● **WRITTEN REQUEST**: Count the lines below that contain the word "bell", and give only that number.

Records from a dataset:
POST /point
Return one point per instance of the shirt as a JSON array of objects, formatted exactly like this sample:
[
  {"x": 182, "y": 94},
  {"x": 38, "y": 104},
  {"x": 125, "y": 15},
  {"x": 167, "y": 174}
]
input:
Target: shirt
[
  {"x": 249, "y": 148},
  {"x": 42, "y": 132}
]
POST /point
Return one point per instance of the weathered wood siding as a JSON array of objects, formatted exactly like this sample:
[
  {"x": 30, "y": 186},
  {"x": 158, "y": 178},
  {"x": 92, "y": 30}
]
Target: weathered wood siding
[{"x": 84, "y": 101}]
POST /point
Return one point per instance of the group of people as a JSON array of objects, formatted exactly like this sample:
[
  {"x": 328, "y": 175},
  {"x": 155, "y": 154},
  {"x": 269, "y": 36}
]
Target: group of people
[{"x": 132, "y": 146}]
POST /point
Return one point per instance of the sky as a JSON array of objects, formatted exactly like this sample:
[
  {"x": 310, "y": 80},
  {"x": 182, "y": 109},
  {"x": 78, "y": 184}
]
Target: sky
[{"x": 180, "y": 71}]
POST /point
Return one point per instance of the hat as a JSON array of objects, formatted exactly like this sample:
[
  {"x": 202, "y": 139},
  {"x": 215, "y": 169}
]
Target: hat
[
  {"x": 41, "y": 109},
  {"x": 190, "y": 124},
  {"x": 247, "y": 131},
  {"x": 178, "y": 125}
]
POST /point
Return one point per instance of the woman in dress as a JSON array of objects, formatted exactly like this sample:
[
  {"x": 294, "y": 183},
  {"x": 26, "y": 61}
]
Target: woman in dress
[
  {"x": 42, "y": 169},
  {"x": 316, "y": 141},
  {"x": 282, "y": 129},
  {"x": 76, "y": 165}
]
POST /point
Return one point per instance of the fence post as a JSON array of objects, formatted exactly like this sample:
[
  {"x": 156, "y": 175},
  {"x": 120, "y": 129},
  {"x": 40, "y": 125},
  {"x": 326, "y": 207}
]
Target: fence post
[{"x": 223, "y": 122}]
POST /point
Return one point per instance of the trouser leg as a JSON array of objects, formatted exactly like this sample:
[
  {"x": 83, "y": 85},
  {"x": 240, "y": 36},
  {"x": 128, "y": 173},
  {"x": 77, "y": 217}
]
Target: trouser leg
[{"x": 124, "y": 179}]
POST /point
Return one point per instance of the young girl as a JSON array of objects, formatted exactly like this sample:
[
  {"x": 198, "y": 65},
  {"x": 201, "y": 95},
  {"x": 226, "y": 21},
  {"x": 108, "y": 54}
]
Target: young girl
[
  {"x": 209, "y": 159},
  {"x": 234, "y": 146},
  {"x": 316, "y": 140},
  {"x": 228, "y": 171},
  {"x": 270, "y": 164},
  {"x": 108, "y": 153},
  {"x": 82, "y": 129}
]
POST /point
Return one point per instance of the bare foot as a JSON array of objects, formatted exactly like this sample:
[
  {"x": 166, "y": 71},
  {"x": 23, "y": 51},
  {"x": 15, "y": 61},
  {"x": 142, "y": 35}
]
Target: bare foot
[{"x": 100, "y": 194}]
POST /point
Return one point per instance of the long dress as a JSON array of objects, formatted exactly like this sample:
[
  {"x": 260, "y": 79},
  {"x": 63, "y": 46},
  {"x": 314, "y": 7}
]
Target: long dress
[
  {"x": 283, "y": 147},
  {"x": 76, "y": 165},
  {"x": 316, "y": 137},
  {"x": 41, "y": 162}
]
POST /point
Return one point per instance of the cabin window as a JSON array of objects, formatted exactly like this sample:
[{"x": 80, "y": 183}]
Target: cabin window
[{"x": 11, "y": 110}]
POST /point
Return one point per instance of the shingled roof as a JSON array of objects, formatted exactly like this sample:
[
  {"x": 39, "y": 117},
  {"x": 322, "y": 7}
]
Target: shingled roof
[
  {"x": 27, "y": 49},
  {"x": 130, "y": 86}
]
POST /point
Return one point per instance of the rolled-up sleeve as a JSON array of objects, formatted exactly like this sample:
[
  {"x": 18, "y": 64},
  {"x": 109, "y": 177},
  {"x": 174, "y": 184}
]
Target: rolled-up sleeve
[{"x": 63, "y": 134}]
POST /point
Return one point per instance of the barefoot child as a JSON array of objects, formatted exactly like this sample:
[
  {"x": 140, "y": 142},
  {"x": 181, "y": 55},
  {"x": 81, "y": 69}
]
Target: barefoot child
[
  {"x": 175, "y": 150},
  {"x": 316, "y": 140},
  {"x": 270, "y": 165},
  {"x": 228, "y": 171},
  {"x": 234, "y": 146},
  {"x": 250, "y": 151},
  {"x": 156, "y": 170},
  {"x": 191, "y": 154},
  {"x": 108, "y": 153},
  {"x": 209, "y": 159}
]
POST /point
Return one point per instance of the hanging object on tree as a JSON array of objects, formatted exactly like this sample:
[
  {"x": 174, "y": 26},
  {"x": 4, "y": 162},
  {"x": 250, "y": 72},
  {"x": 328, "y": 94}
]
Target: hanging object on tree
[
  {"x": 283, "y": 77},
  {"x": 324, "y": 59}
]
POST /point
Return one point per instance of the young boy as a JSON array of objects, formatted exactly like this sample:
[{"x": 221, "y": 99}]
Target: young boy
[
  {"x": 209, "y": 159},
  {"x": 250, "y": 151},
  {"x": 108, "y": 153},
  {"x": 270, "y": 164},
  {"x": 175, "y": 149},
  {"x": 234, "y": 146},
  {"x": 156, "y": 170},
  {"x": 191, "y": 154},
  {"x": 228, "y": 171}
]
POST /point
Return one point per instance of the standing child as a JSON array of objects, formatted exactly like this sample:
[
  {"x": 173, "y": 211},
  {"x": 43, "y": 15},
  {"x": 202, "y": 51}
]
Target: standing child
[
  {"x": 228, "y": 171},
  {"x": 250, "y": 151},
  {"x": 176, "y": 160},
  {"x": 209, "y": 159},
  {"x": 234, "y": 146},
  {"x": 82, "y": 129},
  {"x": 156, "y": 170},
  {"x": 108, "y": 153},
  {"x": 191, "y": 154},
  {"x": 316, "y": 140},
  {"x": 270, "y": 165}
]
...
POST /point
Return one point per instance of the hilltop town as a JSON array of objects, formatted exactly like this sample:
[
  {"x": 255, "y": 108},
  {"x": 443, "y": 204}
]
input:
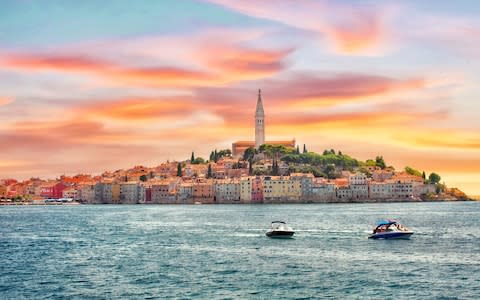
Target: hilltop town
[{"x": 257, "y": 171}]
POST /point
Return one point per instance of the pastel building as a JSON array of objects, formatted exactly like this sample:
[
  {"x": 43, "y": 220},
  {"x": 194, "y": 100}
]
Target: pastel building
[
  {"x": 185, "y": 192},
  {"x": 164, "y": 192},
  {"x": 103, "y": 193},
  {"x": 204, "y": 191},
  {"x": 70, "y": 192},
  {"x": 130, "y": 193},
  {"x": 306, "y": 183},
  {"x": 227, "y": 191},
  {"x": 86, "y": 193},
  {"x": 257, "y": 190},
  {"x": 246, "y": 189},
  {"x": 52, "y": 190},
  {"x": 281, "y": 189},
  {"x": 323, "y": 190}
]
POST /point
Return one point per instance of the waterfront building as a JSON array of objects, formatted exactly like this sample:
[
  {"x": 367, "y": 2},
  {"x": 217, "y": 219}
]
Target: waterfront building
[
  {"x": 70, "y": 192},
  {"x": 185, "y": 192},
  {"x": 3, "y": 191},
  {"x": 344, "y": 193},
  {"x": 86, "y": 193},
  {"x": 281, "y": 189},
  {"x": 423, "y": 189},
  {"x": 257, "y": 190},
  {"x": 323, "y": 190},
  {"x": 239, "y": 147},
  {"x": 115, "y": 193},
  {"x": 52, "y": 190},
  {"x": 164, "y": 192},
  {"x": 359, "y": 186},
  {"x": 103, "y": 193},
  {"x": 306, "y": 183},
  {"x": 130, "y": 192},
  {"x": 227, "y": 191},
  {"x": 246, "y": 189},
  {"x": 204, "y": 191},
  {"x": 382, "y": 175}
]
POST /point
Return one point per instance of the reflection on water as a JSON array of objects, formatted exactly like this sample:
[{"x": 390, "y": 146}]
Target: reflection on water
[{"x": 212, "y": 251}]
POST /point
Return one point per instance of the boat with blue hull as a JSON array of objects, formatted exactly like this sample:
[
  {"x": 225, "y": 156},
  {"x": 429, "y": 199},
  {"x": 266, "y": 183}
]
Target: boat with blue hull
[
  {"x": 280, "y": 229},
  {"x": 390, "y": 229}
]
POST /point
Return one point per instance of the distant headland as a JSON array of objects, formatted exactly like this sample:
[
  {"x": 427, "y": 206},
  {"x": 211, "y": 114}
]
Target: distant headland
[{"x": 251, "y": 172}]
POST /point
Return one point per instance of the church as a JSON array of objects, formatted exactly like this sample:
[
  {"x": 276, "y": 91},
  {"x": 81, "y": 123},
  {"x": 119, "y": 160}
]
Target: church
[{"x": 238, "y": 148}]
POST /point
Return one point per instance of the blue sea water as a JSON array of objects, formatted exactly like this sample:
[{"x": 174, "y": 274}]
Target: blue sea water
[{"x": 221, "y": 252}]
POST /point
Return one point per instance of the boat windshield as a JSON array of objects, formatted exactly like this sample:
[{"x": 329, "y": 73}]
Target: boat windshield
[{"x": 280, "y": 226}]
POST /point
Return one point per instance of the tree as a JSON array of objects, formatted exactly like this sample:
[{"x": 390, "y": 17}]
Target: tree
* * *
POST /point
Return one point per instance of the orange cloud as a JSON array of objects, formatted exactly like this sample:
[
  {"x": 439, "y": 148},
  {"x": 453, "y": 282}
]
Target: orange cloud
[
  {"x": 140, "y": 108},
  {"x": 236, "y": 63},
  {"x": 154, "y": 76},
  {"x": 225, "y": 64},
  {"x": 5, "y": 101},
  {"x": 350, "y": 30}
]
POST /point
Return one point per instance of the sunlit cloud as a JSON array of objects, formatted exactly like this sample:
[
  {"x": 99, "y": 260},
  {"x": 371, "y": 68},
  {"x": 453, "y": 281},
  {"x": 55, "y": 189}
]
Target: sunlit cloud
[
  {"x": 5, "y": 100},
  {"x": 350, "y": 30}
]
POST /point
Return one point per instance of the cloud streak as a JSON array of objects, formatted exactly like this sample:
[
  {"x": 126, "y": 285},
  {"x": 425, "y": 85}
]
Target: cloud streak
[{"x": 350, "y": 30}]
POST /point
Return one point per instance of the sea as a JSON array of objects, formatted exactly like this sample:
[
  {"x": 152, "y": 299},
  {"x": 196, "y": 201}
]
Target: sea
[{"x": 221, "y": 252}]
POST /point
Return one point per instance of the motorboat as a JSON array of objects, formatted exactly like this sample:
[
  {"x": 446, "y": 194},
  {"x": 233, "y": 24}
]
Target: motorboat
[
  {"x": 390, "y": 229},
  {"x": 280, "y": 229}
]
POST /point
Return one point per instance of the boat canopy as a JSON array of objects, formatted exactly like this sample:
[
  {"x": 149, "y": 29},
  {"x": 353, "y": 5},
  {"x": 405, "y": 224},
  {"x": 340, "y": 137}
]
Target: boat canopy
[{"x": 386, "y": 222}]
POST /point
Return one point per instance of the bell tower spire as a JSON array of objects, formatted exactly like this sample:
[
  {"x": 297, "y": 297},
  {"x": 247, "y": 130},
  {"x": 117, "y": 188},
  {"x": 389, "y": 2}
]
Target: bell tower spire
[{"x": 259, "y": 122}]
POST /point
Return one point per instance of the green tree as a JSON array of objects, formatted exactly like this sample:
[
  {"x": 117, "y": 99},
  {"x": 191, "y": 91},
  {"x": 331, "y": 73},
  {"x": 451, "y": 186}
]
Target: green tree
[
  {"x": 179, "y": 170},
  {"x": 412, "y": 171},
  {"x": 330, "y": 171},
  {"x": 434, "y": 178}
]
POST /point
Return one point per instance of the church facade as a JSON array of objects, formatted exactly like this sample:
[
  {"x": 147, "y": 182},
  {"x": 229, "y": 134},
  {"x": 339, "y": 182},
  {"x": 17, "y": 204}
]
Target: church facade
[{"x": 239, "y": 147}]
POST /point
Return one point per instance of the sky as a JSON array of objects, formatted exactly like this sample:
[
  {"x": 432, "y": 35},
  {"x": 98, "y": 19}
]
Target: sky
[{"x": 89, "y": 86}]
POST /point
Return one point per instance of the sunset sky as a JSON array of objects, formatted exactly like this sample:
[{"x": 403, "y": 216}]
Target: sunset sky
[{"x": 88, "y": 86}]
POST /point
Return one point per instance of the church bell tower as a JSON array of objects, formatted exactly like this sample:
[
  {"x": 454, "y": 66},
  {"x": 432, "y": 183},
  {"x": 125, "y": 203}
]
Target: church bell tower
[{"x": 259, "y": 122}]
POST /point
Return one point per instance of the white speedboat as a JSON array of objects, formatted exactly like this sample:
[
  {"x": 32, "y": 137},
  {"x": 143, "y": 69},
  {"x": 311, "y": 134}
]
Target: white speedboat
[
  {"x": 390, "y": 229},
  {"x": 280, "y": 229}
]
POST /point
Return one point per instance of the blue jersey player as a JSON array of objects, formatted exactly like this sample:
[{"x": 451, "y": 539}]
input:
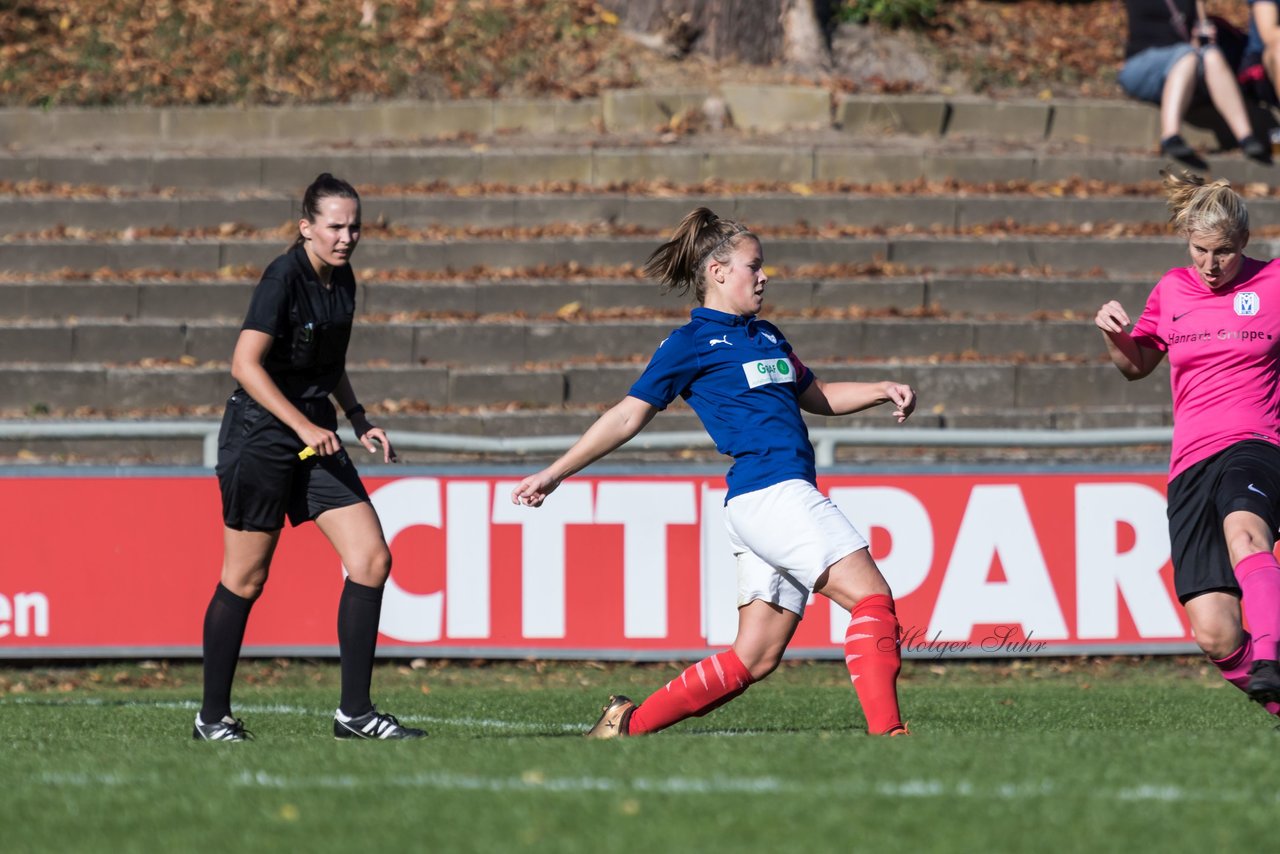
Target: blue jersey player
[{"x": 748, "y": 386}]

● **TASK RESPONSE**: 4